Entrambe le parti hanno depositato memorie.

Diritto

RAGIONI DELLA DECISIONE

1. Con il primo motivo si lamenta “omessa pronuncia e, dunque, per violazione dell’art. 112 c.p.c., quale error in procedendo per avere la Corte di Appello di Venezia omesso di pronunciarsi sui motivi di appello incidentale proposti dalla T.”, evidenziandosi che “nella decisione impugnata “non una parola è spesa per argomentare le ragioni del rigetto dei motivi di appello incidentale”.

1.1. Il motivo è infondato.

Secondo il costante orientamento della giurisprudenza di legittimità, cui va data continuità in questa sede, ad integrare gli estremi del vizio di omessa pronuncia non basta la mancanza di un’espressa statuizione del giudice, ma è necessario che sia stato completamente omesso il provvedimento che si palesa indispensabile alla soluzione del caso concreto: ciò non si verifica quando la decisione adottata comporti la reiezione della pretesa fatta valere dalla parte, anche se manchi in proposito una specifica argomentazione, dovendo ravvisarsi una statuizione implicita di rigetto quando la pretesa avanzata col capo di domanda non espressamente esaminato risulti incompatibile con l’impostazione logico-giuridica della pronuncia (Cass., ord., 13/10/2017, n. 24155, Cass. 4/10/2011, n. 20311; v. anche Cass., ord., 4/06/2019, n. 15255, Cass., ord., 13/08/2018, n. 20718).

Peraltro, come evidenziato dalla stessa ricorrente (v. p. 16 del ricorso), nella sentenza impugnata è affermato espressamente che “l’accoglimento dell’appello principale implica il rigetto dell’appello incidentale proposto da parte appellata”, sicchè non sussiste il lamentato vizio.

2. Con il secondo motivo, rubricato “nullità della sentenza o del procedimento ex art. 360 c.p.c., n. 4), per vizio di motivazione per avere la Corte di appello di Venezia operato un mero rinvio alla decisione del giudice di primo grado senza motivare in alcun modo la propria adesione a tale decisione pur essendo la stessa fatta oggetto di appello incidentale”, la ricorrente sostiene che la sentenza impugnata risulterebbe altresì viziata “per palese vizio di motivazione”, in quanto la Corte di merito, “lungi dal pronunciarsi sui motivi di appello proposti dalla ricorrente,… li ha dichiarati semplicemente assorbiti e ha operato una mera, laconica, conferma dell’accertamento svolto dal giudice di prime cure in merito alla risoluzione del preliminare”.

Sostiene la T. S.p.a. che, pur a voler ritenere che trattasi di motivazione per relationem, comunque la Corte territoriale avrebbe dovuto, sia pure succintamente, indicare le ragioni per le quali ha ritenuto di aderire alle statuizioni del Tribunale in merito alla risoluzione del preliminare e al conseguente inadempimento dell’attuale ricorrente, che, peraltro, non si era limitata a svolgere mere difese, a fronte dell’atto di appello proposto ex adverso, ma aveva proposto appello incidentale sul preciso rilievo dell’inadempimento della controparte e sulla conseguente responsabilità di quest’ultima per la risoluzione del preliminare.

2.1. Il motivo è fondato e va, pertanto, accolto.

*Dati forniti:*
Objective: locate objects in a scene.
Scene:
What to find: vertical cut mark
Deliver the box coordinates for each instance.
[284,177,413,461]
...
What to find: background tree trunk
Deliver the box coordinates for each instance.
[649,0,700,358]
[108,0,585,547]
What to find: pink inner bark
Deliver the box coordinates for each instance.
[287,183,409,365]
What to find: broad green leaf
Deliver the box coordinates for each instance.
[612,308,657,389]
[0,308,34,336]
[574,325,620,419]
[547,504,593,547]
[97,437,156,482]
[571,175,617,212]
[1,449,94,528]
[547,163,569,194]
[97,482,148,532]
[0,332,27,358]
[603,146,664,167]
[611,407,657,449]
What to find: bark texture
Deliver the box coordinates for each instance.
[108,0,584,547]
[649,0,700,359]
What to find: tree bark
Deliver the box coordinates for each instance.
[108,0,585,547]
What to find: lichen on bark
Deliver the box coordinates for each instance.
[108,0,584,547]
* * *
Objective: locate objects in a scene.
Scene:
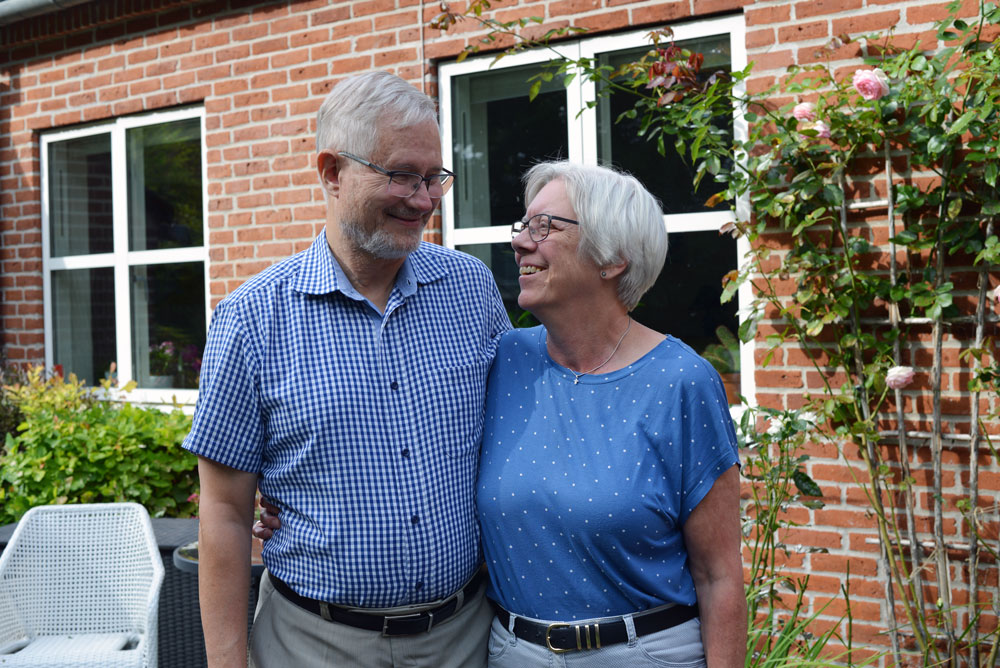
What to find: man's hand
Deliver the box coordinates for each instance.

*Cosa fare:*
Prosegui il testo sulle ragioni della decisione, partendo subito dopo l'ultima frase riportata. Le voci non servono a nulla per questo lavoro.

*Risultato:*
La Corte di merito si è limitata ad affermare che “la sentenza di primo grado è condivisibile nella parte riguardante la risoluzione del contratto” senza null’altro aggiungere al riguardo, sicchè deve ritenersi sussistente il lamentato vizio, alla luce del principio affermato da questa Corte e secondo cui ricorre il vizio di omessa o apparente motivazione della sentenza allorquando il giudice di appello abbia sostanzialmente riprodotto la decisione di primo grado, senza illustrare – neppure sinteticamente – le ragioni per cui ha inteso disattendere tutti i motivi di gravame, limitandosi a manifestare la sua condivisione della decisione di prime cure (Cass., ord., 18/06/2018, n. 16057).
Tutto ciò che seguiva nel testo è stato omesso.